- The task
Could each record be written out again exactly as it stands?

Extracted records
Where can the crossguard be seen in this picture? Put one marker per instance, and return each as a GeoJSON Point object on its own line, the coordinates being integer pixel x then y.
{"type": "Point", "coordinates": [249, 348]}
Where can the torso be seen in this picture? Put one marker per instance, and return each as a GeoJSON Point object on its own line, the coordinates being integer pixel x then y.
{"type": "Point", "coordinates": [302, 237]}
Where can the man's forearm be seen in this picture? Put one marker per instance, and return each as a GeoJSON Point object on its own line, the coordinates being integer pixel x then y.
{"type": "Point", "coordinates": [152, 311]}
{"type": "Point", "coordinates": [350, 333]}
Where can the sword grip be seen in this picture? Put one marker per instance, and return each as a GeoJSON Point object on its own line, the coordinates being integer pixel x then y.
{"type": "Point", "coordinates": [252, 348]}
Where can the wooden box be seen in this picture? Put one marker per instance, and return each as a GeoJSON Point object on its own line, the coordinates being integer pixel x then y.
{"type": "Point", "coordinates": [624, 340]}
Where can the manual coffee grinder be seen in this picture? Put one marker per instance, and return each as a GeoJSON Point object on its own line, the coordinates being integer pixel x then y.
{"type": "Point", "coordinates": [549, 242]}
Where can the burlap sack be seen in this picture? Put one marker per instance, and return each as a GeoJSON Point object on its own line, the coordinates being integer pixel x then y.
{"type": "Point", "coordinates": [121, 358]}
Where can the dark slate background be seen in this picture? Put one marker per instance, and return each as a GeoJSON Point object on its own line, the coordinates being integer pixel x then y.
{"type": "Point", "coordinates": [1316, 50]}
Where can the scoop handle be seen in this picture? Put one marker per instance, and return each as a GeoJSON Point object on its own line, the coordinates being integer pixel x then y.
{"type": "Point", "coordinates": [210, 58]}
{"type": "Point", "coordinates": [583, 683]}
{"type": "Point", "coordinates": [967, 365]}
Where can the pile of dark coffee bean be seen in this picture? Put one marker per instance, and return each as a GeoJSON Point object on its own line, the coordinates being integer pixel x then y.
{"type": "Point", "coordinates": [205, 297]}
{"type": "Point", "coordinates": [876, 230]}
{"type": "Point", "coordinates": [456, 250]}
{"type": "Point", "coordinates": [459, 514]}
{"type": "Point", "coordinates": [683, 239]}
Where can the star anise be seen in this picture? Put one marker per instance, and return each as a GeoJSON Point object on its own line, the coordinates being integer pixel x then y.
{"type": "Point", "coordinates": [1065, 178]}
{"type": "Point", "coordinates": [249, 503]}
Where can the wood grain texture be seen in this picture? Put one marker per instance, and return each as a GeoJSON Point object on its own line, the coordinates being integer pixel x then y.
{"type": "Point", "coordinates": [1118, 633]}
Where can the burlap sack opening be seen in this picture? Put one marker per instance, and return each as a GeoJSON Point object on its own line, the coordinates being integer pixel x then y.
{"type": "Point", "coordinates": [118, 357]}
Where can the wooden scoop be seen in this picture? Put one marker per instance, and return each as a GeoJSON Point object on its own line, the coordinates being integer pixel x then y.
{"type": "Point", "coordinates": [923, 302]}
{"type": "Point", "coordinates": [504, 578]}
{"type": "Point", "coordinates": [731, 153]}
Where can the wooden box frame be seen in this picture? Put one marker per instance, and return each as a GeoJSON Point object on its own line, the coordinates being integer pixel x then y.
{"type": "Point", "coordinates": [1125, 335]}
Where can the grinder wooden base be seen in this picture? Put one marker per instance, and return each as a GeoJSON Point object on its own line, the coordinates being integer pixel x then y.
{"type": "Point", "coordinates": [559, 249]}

- Exercise response
Where can the crossguard be seen in this picture? Put one marker per instance, and return each as a GeoJSON Point object on its own line, the coordinates being integer pixel x then y.
{"type": "Point", "coordinates": [249, 348]}
Where can the torso be seen in this picture? Put one marker per instance, and return each as a GeoJSON Point object on its own line, the coordinates being integer pixel x then y.
{"type": "Point", "coordinates": [302, 237]}
Where can the man's forearm be seen in this picture? Put one marker per instance, and return each as a GeoJSON Point object on its own line, the coordinates being integer pixel x then y.
{"type": "Point", "coordinates": [152, 311]}
{"type": "Point", "coordinates": [350, 333]}
Where can the sword grip be seen in this picture? Put one marker per instance, and return each as a GeoJSON Point object on its own line, the coordinates being integer pixel x then y.
{"type": "Point", "coordinates": [252, 348]}
Where can the wooden box be seen in this picture? Put one marker per instance, and return each as a GeoJSON Point object on its own line, the coordinates being integer pixel x then y.
{"type": "Point", "coordinates": [624, 340]}
Where can the manual coffee grinder be seen in this picture? Put one marker per instance, and return each as a GeoJSON Point object on its own line, the coordinates being integer pixel x then y.
{"type": "Point", "coordinates": [549, 242]}
Where can the burlap sack be seen in this picture? Put one marker per instance, and return each as a GeoJSON Point object on its own line, the coordinates being integer pixel x then y.
{"type": "Point", "coordinates": [121, 358]}
Where can the dark slate background be seen in this picture? Put one marker per instance, and return each as a GeoJSON Point object on its own line, the coordinates being integer pixel x then y.
{"type": "Point", "coordinates": [1316, 50]}
Where can the scoop handle be seen in this picture? Put one marker per instance, and return each as a GeoJSON Point object on its own line, the coordinates being integer pixel x then y.
{"type": "Point", "coordinates": [210, 58]}
{"type": "Point", "coordinates": [583, 683]}
{"type": "Point", "coordinates": [967, 365]}
Where can the pile of dark coffee bean be seen in this picture? Put one marker per instance, and return each as a GeoJSON Point object on its own line, the coordinates being integer pixel x then y.
{"type": "Point", "coordinates": [205, 297]}
{"type": "Point", "coordinates": [876, 230]}
{"type": "Point", "coordinates": [456, 250]}
{"type": "Point", "coordinates": [459, 514]}
{"type": "Point", "coordinates": [683, 239]}
Where can the star anise be seen in this picture? Put one marker per instance, and return each as a GeoJSON Point object on its own line, the coordinates being integer pixel x then y.
{"type": "Point", "coordinates": [1065, 178]}
{"type": "Point", "coordinates": [249, 503]}
Where can the wood grain texture be seen in this picture? Put one marker per instance, and return each as a GeoJSON Point object on its own line, the coordinates being integer pixel x then y.
{"type": "Point", "coordinates": [1118, 633]}
Where can the burlap sack opening be seen in this picture? Put one marker per instance, and return each as a GeoJSON Point object on its own line, the coordinates being integer pixel x then y.
{"type": "Point", "coordinates": [118, 357]}
Where can the wooden scoop be seen in this picture? Put one marker per instance, and return each as a GeoJSON Point object on its own line, the coordinates being integer pixel x then y.
{"type": "Point", "coordinates": [923, 302]}
{"type": "Point", "coordinates": [504, 578]}
{"type": "Point", "coordinates": [731, 153]}
Where can the wooden box frame be seen in this picture? Put one marker per instance, and return each as a GeoJSON Point object on its own line, the coordinates being integer pixel x then y.
{"type": "Point", "coordinates": [1125, 335]}
Where can the grinder wooden base be seen in this picture? Put one marker per instance, and return each as a GeoJSON Point object on its own line, the coordinates being integer pixel x then y.
{"type": "Point", "coordinates": [559, 249]}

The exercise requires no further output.